- **SOURCE DOCUMENT**
I agree that typedefs are clearer for this but usually you don't have a choice and neither does the reviewer. E.g. coding style for Linux essentially says no typedefs. On the upside I have worked on projects were it's required.
No don't use typedefs there's no real reason[1] and it may cause problems. Also if your peer can't read a function pointer I don't know what help you plan on getting from them anyway, chances are you are helping/teaching them, not the other way around.
That post does not say "don't use typedefs there's no real reason." It says "don't use typedefs without a real reason." Linus even provides a few examples of good uses of typedefs.
Specifically he's talking about typedef'ing structs to a named type to hide that it's a struct. That's different from typedef'ing a function pointer so that you don't need to be a C parsing expert to read the code.
> That's different from typedef'ing a function pointer so that you don't need to be a C parsing expert to read the code.
If you can't read C code you should work on your C programming ability, there is nothing difficult about reading function pointers.

- **WHAT YOU SHOULD DO**
Quote in full every sentence in the typedef discussion above that uses the plural word "typedefs."

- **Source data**
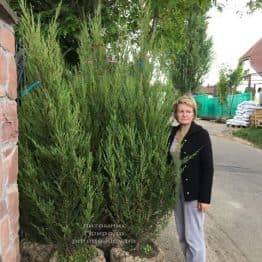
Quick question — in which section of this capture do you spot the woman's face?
[176,104,195,125]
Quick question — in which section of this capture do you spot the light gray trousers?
[175,184,206,262]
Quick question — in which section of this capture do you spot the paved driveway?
[158,121,262,262]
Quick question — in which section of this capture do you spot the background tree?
[156,1,212,94]
[247,0,262,12]
[216,67,229,105]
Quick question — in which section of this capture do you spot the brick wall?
[0,14,20,262]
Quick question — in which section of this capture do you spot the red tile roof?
[240,38,262,75]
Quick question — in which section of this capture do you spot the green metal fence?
[194,92,252,119]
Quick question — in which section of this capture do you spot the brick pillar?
[0,17,20,262]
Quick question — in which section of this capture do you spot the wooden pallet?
[250,109,262,127]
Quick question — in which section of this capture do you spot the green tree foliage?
[19,1,179,256]
[158,1,212,94]
[18,1,103,252]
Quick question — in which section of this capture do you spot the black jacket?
[167,122,214,203]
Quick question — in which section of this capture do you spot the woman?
[167,96,214,262]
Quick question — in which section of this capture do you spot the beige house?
[237,38,262,94]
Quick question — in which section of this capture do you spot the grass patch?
[233,127,262,148]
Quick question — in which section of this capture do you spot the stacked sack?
[226,101,262,126]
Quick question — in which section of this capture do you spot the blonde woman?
[167,96,214,262]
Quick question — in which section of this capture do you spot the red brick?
[0,50,7,84]
[0,119,18,143]
[7,57,17,99]
[10,216,19,239]
[0,216,10,255]
[0,101,17,119]
[4,146,18,184]
[7,185,19,219]
[0,27,15,54]
[0,200,7,220]
[14,237,20,262]
[0,86,6,97]
[0,101,18,143]
[2,247,17,262]
[0,157,7,199]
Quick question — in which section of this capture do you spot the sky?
[204,0,262,85]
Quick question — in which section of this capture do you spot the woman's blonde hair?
[173,95,197,120]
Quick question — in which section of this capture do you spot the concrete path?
[157,121,262,262]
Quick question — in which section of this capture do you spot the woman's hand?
[197,202,211,212]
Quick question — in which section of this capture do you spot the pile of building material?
[226,101,262,126]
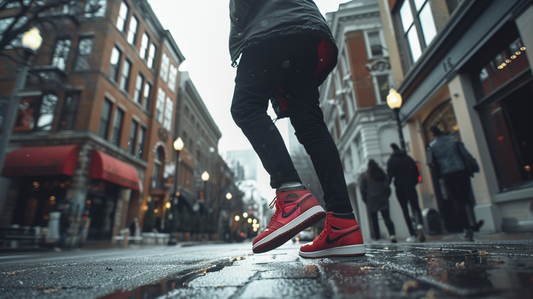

- **TASK SOLUTION**
1. I agree that typedefs are clearer for this but usually you don't have a choice and neither does the reviewer.
2. E.g. coding style for Linux essentially says no typedefs.
3. No don't use typedefs there's no real reason[1] and it may cause problems.
4. That post does not say "don't use typedefs there's no real reason."
5. It says "don't use typedefs without a real reason."
6. Linus even provides a few examples of good uses of typedefs.